Tasks for this exercise:
1. From the text on pesticide monitoring in Great Barrier Reef inshore waters, list the Natural Resource Management regions across which trends in pesticide exposure were assessed in 2010-2011.
2. Proceed with the text on pesticide monitoring in Great Barrier Reef inshore waters, starting after its final words.

Extracted text:
++++++++
Reef Rescue Marine Monitoring Program - Project - Pesticide monitoring in inshore waters of the Great Barrier Reef using both time-integrated and event monitoring techniques (Entox UQ)

Map of pesticide and herbicide sampling sites on the Queensland coastline. Also shows the Herbicide levels for 2011.

The transport of pesticides from land-based applications to the coastal waters of Queensland is considered a potential risk to the health and heritage values of the Great Barrier Reef ecosystem. At sites near the Queensland coast pesticides and herbicides from agricultural sources have been detected throughout the year (Figure 1). The aim of this component of the MMP is to assess trends in the concentrations of specific herbicides and pesticides, primarily through routine monitoring at sites within 20km of the coast.

Graph of Maximum Herbicide Equivalent (ng/L) levels including Diuron from along the GBR coast for the Wet Tropics, Burdekin, Mackay, Whitsunday and Fitzroy regions.

In 2010-2011, trends in pesticide exposure were assessed at twelve sites (Low Isles, Green Island, Fitzroy Island, Normanby Island, Dunk Island, Orpheus Island, Magnetic Island, Cape Cleveland, Pioneer Bay, Outer Whitsunday, Sarina Inlet, North Keppel Island) across four Natural Resource Management regions (Wet Tropics, Burdekin, Mackay Whitsunday, Fitzroy) (Figure 2). Entox conducted monitoring activities within two components of the MMP: Inshore Marine Water Quality Monitoring and Assessment of Terrestrial Run-off Entering the Reef.

Map of pesticide and herbicide sampling sites on the Queensland coastline. Also shows the Herbicide levels for 2011.

Results from 2010-2011 confirmed that the herbicide diuron continues to be the dominant contaminant in GBR waters. Wet season discharges during these years were high to extreme. Exposures to diuron and other PSII herbicides were more consistently elevated on the GBR compared to drier months (Figure 1), confirming that river discharge increases exposure of reefs to chemicals used in agriculture.

Pesticide exposure was assessed from passive samplers that accumulate organic chemicals such as pesticides and herbicides from water via diffusion. The concentration of the chemical in the water can be estimated from the amount of organic chemical accumulated within a given period using calibration data obtained under laboratory conditions (Booij et al., 2007). Passive sampling techniques offer cost effective time-integrated monitoring of both temporal and spatial variation in pesticide exposure in the often remote locations on the GBR (Shaw and Mueller, 2005).

Herbicides including diuron and atrazine are classed as Photosystem II (PSII) inhibitors. An indicator developed from scientific studies on the ecological effects of PS11 chemicals is used as a proxy for risk of exposure to PS11 herbicides to simplify reporting of PS11 concentration and potency (Table 1). The concentration of herbicides is expressed as a PSII herbicide equivalent concentration (PSII-HEq) based on the reference PSII herbicide diuron.


Concentration (ng.L-1)
++++++++
Study material:
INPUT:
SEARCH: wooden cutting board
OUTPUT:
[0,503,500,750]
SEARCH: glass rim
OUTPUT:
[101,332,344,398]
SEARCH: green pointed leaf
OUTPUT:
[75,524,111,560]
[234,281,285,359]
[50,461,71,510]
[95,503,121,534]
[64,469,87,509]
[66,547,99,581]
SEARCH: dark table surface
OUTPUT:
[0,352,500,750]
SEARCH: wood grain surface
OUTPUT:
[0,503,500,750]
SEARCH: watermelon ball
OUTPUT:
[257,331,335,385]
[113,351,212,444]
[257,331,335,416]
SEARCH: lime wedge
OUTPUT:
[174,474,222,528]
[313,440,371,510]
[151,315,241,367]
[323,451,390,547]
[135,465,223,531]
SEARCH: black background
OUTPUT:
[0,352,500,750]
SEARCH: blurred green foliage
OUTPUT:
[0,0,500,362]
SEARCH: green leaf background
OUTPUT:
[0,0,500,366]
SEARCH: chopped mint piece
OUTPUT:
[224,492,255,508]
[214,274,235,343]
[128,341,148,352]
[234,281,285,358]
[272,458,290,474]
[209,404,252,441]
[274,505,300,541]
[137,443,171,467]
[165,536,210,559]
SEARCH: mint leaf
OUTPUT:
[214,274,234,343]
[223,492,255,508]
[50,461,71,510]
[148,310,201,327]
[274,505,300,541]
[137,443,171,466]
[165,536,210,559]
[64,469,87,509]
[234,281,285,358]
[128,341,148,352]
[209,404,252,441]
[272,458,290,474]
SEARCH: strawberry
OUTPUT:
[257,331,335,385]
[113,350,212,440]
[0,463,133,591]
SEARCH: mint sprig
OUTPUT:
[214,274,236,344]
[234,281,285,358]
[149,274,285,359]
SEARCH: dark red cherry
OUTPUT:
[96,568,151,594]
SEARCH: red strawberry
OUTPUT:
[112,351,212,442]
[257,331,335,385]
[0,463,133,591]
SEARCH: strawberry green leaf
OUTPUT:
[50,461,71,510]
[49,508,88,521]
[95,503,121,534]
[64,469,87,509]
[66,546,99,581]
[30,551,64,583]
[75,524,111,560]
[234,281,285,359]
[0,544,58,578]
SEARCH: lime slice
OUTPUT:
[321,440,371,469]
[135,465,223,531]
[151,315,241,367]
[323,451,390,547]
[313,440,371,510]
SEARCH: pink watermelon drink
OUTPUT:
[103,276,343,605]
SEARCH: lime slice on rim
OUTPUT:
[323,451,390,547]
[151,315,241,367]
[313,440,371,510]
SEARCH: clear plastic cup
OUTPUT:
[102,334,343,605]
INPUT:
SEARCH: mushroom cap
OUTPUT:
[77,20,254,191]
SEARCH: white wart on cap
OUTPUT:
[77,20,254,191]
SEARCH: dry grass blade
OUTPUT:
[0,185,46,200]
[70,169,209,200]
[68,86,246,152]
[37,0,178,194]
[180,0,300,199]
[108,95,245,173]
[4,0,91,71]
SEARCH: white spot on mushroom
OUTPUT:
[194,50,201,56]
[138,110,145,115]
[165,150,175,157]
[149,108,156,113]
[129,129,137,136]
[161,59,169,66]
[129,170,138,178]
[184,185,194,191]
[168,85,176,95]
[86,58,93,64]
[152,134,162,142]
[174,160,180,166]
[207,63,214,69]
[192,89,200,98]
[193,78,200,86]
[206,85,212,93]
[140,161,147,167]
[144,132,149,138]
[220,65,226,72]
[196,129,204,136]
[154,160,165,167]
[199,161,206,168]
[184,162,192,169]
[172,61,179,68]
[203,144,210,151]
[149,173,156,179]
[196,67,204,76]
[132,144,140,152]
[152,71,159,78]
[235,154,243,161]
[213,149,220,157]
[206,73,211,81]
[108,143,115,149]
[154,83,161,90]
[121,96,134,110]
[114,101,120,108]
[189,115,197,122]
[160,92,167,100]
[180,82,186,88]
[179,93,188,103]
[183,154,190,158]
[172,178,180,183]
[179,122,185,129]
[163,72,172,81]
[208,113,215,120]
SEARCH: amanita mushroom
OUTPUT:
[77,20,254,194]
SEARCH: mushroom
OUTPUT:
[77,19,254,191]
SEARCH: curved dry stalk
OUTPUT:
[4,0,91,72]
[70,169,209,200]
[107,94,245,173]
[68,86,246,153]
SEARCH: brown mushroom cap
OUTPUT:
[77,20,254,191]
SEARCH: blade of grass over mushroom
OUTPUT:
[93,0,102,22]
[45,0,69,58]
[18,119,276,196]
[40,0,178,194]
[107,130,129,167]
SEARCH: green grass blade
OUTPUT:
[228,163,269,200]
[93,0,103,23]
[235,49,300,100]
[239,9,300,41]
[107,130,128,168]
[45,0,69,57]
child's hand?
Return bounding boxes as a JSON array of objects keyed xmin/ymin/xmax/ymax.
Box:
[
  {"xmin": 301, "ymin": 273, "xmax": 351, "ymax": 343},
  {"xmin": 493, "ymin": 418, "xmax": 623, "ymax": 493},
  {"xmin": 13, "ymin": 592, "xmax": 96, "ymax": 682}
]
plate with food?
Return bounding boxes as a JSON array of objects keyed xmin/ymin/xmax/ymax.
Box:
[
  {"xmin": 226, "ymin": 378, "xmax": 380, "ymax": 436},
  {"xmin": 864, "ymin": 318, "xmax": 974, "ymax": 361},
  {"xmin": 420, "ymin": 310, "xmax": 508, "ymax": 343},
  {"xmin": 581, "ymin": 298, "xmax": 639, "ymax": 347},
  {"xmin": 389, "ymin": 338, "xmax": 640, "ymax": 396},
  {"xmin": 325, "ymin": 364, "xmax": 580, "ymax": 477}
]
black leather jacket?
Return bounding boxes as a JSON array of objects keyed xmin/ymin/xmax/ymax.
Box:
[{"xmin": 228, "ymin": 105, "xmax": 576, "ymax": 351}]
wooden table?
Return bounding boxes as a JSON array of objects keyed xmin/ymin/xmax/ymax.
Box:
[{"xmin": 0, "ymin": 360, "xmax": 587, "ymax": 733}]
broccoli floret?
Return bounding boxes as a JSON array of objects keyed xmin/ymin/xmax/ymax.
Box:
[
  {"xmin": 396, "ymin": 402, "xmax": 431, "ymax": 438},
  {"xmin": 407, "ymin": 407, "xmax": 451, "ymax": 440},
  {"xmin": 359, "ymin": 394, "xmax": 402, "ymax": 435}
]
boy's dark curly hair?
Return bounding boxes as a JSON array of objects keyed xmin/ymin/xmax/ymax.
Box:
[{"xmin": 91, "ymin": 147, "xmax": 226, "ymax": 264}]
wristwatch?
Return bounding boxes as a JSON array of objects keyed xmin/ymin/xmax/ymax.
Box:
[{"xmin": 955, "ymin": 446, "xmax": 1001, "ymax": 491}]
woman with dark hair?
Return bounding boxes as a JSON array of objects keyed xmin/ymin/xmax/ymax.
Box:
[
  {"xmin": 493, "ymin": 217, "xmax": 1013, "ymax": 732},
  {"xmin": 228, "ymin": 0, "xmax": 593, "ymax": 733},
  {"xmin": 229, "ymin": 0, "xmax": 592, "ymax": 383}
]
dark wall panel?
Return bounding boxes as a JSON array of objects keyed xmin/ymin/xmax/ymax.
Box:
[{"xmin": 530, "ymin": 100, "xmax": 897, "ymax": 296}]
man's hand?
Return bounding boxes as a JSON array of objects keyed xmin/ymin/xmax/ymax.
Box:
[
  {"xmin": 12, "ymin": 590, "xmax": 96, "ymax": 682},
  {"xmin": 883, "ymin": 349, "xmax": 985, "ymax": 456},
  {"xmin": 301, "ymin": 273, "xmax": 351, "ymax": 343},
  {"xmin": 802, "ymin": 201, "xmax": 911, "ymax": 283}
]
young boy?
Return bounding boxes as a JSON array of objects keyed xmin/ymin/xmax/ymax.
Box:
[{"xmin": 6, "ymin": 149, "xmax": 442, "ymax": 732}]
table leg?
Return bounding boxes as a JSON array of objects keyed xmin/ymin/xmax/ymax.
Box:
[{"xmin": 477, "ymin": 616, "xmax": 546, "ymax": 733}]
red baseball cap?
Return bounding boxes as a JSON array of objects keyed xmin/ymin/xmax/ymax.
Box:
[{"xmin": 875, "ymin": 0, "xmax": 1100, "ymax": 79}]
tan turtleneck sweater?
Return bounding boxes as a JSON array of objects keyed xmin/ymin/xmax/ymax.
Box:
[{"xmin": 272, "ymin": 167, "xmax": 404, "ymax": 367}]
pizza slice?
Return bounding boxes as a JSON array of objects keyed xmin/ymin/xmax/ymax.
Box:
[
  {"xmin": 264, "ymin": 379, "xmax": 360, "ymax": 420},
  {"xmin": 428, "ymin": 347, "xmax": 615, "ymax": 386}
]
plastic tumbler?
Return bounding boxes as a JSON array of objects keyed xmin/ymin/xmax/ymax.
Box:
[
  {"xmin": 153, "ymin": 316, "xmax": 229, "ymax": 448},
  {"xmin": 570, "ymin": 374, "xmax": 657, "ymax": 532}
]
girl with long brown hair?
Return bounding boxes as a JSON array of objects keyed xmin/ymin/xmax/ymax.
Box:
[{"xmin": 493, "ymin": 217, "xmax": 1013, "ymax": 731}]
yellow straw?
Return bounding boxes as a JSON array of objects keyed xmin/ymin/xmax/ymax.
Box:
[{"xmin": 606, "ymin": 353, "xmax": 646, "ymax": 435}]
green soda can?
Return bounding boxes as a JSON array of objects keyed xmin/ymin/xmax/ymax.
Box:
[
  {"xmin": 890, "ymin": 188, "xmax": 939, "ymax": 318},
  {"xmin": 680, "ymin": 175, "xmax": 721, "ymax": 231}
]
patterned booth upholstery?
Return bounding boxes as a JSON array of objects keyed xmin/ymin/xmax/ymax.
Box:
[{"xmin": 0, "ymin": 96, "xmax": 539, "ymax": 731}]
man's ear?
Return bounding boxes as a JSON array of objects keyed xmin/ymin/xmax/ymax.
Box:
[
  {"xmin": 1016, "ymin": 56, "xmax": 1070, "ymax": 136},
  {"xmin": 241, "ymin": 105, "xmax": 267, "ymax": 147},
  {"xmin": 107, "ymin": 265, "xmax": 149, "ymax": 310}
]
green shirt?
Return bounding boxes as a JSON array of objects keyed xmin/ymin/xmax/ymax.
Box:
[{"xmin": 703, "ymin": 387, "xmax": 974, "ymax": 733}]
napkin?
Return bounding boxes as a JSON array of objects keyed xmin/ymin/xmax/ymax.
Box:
++++++++
Responses in order:
1. Wet Tropics, Burdekin, Mackay Whitsunday, Fitzroy

2.
PSII-HEq ≤10

No published scientific papers that demonstrate any effects on plants or animals based on toxicity or a reduction in photosynthesis. The upper limit of this category is also the detection limit for pesticide concentrations determined in field collected water samples


10 < PSII-HEq 50

Published scientific observations of reduced photosynthesis for two diatoms.


50 < PSII-HEq < 250

Published scientific observations of reduced photosynthesis for two seagrass species and three diatoms.


250 ≤ PSII-HEq ≤900

Published scientific observations of reduced photosynthesis for three coral species.


PSII-HEq > 900

Published scientific papers that demonstrate effects on the growth and death of aquatic plants and animals exposed to the pesticide. This concentration represents a level at which 99 per cent of tropical marine plants and animals are protected, using diuron as the reference chemical.

Table 1: PSII-Herbicide Equivalent Index developed as a indicator for reporting of PSII herbicides across the Reef Rescue Marine Monitoring Program.

Key findings for the 2010-2011 monitoring year

  • The PSII herbicide diuron continues to be the dominant contributor to PSII-HEq at all sites due to both its relative abundance and potency as a PSII inhibitor.
  • Tebuthiuron was the only individual PSII herbicide which exceeded Water Quality Guidelines for the Great Barrier Reef Marine Park 2010 (GBRMPA 2010) at a routine monitoring site (North Keppel Island in the Fitzroy Region).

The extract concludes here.